*** Data extract
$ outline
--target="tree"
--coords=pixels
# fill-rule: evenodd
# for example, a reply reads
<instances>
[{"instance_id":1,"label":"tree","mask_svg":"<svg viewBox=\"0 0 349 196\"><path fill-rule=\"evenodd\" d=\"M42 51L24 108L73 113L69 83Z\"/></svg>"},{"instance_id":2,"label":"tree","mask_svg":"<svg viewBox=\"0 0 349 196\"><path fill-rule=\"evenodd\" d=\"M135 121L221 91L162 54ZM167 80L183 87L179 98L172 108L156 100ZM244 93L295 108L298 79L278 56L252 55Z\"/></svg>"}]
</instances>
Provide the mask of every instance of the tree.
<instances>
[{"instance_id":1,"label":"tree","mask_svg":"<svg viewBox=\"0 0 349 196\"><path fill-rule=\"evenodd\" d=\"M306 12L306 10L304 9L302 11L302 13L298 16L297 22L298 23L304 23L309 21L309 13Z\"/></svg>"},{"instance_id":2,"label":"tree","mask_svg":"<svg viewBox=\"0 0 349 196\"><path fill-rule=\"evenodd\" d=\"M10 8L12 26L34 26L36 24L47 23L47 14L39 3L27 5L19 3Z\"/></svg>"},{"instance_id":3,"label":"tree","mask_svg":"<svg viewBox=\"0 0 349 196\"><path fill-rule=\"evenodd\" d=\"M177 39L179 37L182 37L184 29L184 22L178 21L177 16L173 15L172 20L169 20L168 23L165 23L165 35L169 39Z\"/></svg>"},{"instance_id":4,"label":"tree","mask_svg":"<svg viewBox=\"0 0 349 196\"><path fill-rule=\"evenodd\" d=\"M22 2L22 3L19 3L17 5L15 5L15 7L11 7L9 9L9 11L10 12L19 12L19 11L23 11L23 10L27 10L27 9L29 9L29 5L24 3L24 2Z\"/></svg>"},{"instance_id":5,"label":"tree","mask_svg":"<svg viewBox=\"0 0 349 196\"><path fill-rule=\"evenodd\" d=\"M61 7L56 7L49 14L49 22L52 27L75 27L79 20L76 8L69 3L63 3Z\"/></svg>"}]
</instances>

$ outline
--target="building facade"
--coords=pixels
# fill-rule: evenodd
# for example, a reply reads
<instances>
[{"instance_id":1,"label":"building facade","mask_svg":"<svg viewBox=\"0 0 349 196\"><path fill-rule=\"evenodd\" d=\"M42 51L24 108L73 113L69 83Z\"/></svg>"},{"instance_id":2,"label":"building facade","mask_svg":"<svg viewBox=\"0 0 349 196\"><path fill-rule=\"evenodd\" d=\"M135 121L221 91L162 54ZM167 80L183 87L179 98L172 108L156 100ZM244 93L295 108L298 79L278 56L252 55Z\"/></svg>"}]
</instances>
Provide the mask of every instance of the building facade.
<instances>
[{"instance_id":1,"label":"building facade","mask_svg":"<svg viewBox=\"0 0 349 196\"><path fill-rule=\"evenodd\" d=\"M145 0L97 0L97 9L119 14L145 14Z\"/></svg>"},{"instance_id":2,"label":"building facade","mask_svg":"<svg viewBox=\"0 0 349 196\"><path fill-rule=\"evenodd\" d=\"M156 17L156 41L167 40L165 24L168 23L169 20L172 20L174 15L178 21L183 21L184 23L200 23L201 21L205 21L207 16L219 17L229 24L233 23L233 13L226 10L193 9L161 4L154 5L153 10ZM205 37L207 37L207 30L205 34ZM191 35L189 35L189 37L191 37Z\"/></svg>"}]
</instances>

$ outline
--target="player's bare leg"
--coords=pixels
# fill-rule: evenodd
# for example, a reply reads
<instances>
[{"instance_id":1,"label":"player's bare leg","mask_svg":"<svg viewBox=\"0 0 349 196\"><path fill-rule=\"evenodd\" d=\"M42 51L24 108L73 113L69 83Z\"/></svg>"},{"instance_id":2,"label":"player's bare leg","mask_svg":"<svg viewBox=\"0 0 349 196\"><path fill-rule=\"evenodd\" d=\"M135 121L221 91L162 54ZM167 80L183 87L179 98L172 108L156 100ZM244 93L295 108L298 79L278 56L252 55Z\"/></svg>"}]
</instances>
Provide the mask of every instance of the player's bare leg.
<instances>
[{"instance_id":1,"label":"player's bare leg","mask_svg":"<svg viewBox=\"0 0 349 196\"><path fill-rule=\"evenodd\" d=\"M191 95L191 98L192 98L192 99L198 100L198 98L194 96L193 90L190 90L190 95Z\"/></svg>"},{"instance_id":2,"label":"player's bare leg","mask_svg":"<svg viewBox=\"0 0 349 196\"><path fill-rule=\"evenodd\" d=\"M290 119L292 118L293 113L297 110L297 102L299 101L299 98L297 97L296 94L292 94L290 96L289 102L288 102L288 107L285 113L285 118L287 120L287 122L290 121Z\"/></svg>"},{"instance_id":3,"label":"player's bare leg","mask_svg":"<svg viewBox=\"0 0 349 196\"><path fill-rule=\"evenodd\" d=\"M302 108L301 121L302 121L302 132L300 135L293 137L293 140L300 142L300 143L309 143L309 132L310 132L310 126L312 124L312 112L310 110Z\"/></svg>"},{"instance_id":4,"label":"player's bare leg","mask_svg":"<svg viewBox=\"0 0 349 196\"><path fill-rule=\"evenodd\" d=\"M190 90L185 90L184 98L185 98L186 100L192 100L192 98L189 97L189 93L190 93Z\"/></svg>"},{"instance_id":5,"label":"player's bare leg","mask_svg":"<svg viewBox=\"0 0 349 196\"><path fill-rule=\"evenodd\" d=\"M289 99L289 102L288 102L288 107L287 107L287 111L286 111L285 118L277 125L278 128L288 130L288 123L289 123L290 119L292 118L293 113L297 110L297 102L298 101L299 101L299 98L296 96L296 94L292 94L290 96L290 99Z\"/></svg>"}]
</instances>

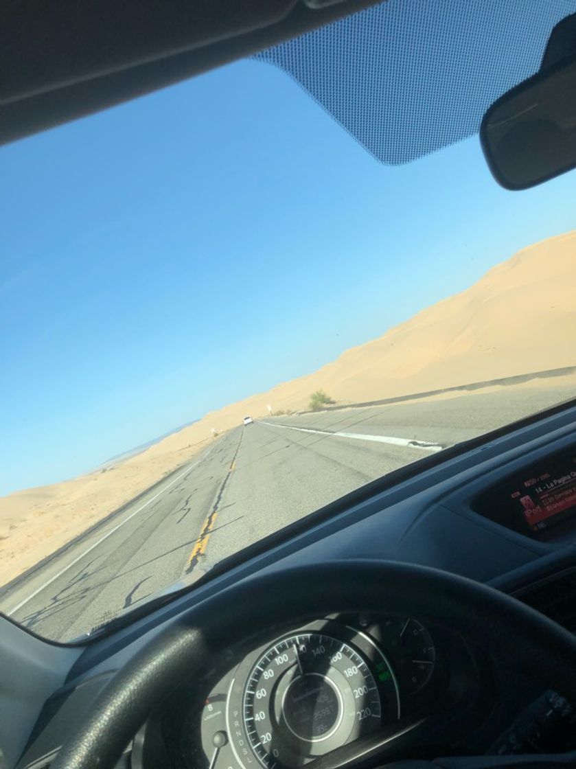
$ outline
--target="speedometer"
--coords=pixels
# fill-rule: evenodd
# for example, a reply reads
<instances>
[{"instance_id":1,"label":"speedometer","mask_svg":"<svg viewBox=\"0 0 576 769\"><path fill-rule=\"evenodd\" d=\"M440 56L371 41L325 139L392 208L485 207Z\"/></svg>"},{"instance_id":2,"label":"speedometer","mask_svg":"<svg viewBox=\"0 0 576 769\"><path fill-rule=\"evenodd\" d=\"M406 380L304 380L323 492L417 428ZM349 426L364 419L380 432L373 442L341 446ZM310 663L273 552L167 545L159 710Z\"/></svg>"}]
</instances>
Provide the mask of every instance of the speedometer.
<instances>
[{"instance_id":1,"label":"speedometer","mask_svg":"<svg viewBox=\"0 0 576 769\"><path fill-rule=\"evenodd\" d=\"M241 705L260 763L300 766L379 728L391 704L383 684L395 682L381 654L374 673L368 661L355 645L323 633L290 635L267 649L248 676Z\"/></svg>"}]
</instances>

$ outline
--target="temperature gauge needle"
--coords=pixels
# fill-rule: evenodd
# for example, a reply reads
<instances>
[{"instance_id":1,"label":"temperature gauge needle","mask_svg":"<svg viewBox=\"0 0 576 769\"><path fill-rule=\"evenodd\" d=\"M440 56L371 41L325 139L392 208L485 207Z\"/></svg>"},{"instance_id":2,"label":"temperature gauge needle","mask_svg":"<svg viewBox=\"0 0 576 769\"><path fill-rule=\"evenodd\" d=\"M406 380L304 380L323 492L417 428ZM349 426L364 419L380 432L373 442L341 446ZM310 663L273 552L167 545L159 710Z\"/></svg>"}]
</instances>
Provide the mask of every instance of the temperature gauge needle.
<instances>
[{"instance_id":1,"label":"temperature gauge needle","mask_svg":"<svg viewBox=\"0 0 576 769\"><path fill-rule=\"evenodd\" d=\"M210 766L208 767L208 769L214 769L214 767L216 766L216 759L218 758L218 754L219 752L220 752L219 747L215 747L214 749L214 753L212 754L212 760L210 761Z\"/></svg>"},{"instance_id":2,"label":"temperature gauge needle","mask_svg":"<svg viewBox=\"0 0 576 769\"><path fill-rule=\"evenodd\" d=\"M228 735L225 731L217 731L214 737L212 737L212 744L214 745L214 753L212 754L212 760L210 761L210 766L208 769L214 769L216 765L216 759L218 758L218 754L220 752L220 748L224 747L224 746L228 742Z\"/></svg>"}]
</instances>

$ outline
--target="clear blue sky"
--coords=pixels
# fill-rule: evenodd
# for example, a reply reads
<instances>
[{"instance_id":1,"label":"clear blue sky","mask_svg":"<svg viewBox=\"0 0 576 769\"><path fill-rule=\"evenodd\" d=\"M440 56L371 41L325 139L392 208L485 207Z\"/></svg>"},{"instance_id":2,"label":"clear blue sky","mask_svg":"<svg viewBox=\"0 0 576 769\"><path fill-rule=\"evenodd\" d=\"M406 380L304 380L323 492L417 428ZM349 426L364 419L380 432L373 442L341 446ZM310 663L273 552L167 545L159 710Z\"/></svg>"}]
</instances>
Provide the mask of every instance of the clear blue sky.
<instances>
[{"instance_id":1,"label":"clear blue sky","mask_svg":"<svg viewBox=\"0 0 576 769\"><path fill-rule=\"evenodd\" d=\"M0 494L313 371L574 226L477 138L381 165L242 62L0 151Z\"/></svg>"}]
</instances>

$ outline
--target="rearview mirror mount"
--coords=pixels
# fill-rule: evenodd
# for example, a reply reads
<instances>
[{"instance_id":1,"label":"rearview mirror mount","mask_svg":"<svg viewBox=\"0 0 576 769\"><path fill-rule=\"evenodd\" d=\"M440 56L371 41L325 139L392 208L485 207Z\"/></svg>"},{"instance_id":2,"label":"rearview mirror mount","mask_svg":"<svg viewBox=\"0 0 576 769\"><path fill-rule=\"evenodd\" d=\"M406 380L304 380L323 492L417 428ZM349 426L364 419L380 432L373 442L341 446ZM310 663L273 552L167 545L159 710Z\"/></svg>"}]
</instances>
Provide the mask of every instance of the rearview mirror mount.
<instances>
[{"instance_id":1,"label":"rearview mirror mount","mask_svg":"<svg viewBox=\"0 0 576 769\"><path fill-rule=\"evenodd\" d=\"M574 45L576 15L554 28L544 68L501 96L482 119L482 150L506 189L527 189L576 168ZM560 61L551 65L553 52Z\"/></svg>"}]
</instances>

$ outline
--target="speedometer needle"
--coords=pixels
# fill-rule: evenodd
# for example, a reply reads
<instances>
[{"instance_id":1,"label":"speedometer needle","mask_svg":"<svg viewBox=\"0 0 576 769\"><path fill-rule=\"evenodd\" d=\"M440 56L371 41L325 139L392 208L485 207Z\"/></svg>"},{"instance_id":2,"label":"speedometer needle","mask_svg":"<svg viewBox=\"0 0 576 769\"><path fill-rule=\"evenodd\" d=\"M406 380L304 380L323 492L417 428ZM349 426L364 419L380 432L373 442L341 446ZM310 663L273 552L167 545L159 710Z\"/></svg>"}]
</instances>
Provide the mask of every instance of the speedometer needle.
<instances>
[{"instance_id":1,"label":"speedometer needle","mask_svg":"<svg viewBox=\"0 0 576 769\"><path fill-rule=\"evenodd\" d=\"M300 675L304 675L304 671L302 670L302 663L300 660L300 654L298 652L298 647L294 644L294 653L296 655L296 664L298 666L298 671L300 671Z\"/></svg>"}]
</instances>

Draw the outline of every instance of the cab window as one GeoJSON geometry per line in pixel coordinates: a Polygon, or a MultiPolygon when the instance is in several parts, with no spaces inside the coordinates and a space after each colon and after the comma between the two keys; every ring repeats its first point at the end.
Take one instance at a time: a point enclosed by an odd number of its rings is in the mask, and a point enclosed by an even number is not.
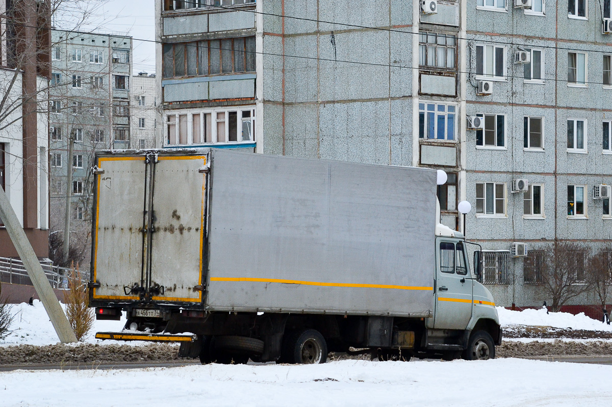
******
To be done: Please extract every line of the segmentation data that contains the word "target".

Right answer:
--target="tree"
--target="building facade"
--target="player's bare leg"
--target="speedometer"
--target="temperature gauge needle"
--target="clear blue sky"
--target="rearview mirror mount"
--target="speedometer needle"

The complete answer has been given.